- TEXT EXCERPT -
.....

Who will top the Rio medal table?

By 
Marianne Freiberger
Race

The start of the 100 metres final at the 2012 Olympics in London. Image : Darren Wilkinson, CC BY-SA 2.0.

Which nations will top the medal table at the Rio 2016 Olympics? It doesn't take much to guess that the usual suspects — such as China, the USA and Russia — will be up there at the top. But who else? Can we expect any surprises?

A lovely article published in the journal Significance this month probes the question from a mathematical angle. It's pretty obvious that a country's past performance gives a good indication of how it will do in the future. That's how we know that China, the USA and Russia are going to do well: they always do. Now if you notice a mathematical trend in past performances, you can use that to predict the future performance. For example, if a country tends to get 5% more medals in one Olympic Games than it got in the previous one, and if it won 80 medals in 2012, the you can guess that it will win

$80 + (5\%  \; \;  \mbox{of 80}) = 80+4 = 84$

medals in 2016.

This approach is a little naive, however, because there are other things, besides past performance, that indicate a nation's chance of success. Population size is an obvious one: the more people there are in a country, the more gifted athletes will be among them. That's clearly one reason why Russia, the USA and China have been doing so well. GDP is another important factor: the more money people have, the more time they can devote to sport, and the more money can be invested in a good sporting infrastructure and the nurturing of young talent — another reason why the USA should do well. Then there is the home advantage of the host nation, and a pre-home advantage of the country that is due to host the next Olympics along: athletes in those countries benefit from more money having been pumped into sport, and the sheer enthusiasm of their home crowd helps to boost them along.

There are other, less obvious, factors too. As the authors of the Significance article point out, countries with autocratic political systems and centrally controlled economies tend to invest more in sport for prestige reasons and therefore tend to do well. This culture often continues even after such a regime has been toppled. It's also important how likely the women in a country are to engage in serious sport because excluding women means decreasing the pool of potential medal winners.

Bearing all this in mind, the authors of the article, Julia Bredtmann, Carsten J. Crede and Sebastian Otten, came up with a more sophisticated model for predicting medal counts. You can see the equation that defines the model below. The team of researchers essentially assumed that the number of medals a country will win can be estimated by the sum of a range of terms, measuring factors like medals won at preceding games, GDP, and so on, but with each term multiplied by a parameter. To find out what the value of the parameters should be, the team used a well-known statistical technique (called regression analysis), which chooses parameter values that best match existing data from past Olympic games. The team considered games only from 1992 onwards, because of the vast political changes that happened in the early 1990s. (You can find out more about this type of statistical modelling in this article.)

.....

- INFORMATION GIVEN -
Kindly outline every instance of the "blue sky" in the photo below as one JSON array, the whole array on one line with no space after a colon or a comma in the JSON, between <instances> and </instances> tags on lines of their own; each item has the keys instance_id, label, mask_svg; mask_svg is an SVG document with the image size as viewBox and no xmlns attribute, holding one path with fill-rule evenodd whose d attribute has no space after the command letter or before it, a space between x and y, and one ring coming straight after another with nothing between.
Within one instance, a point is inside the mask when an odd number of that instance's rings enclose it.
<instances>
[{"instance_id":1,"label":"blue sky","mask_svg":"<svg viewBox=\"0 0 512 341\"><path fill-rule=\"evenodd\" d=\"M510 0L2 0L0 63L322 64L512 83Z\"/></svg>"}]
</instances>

.....

- REQUIREMENT 1 -
Update the records by replacing "photo" with "image" and leaving everything else as it is.
- REQUIREMENT 2 -
Go on with the article on predicting the Rio medal table from where it stops.
The records are unrelated to the article on the Rio medal table.

- WRITTEN REPLY 1 -
Kindly outline every instance of the "blue sky" in the image below as one JSON array, the whole array on one line with no space after a colon or a comma in the JSON, between <instances> and </instances> tags on lines of their own; each item has the keys instance_id, label, mask_svg; mask_svg is an SVG document with the image size as viewBox and no xmlns attribute, holding one path with fill-rule evenodd whose d attribute has no space after the command letter or before it, a space between x and y, and one ring coming straight after another with nothing between.
Within one instance, a point is inside the mask when an odd number of that instance's rings enclose it.
<instances>
[{"instance_id":1,"label":"blue sky","mask_svg":"<svg viewBox=\"0 0 512 341\"><path fill-rule=\"evenodd\" d=\"M510 0L2 0L0 63L322 64L512 83Z\"/></svg>"}]
</instances>

- WRITTEN REPLY 2 -
CountryPredicted rankPredicted medals
USA198
China284
Russia377
UK462
Japan546
Germany642
Australia733
Brazil733
France733
Italy1027
South Korea1027
Ukraine1220
Netherlands1319
Canada1418
Hungary1418

And the results? The researchers checked what medal counts their model would have predicted for the 2012 Games, based on previous data, and compared the results to what really happened. They found that the sophisticated model did a little better than a simpler model based primarily on past performance. On average the simpler model was off by 1.43 medals from the true number of medals won by a country, while the more sophisticated one was off by only 1.41 medals. If you only consider the countries ranked in the top 15 of the medal table, the advantage of the more sophisticated model increases: it is off by only 5.8 medals, on average, compared to 6.6 medals for the simpler model. It seems, then, that including the socio-economic factors we mentioned above does slightly improve the predictions.

The crowning piece of the study is the predicted medal table for the 2016 Games (see the box on the left). It shows few surprises, with the usual suspects at the top and Brazil (the host nation) and Japan (the 2020 host nation) expected to make the biggest gains. We'll have to wait until August to see how accurate these predictions are.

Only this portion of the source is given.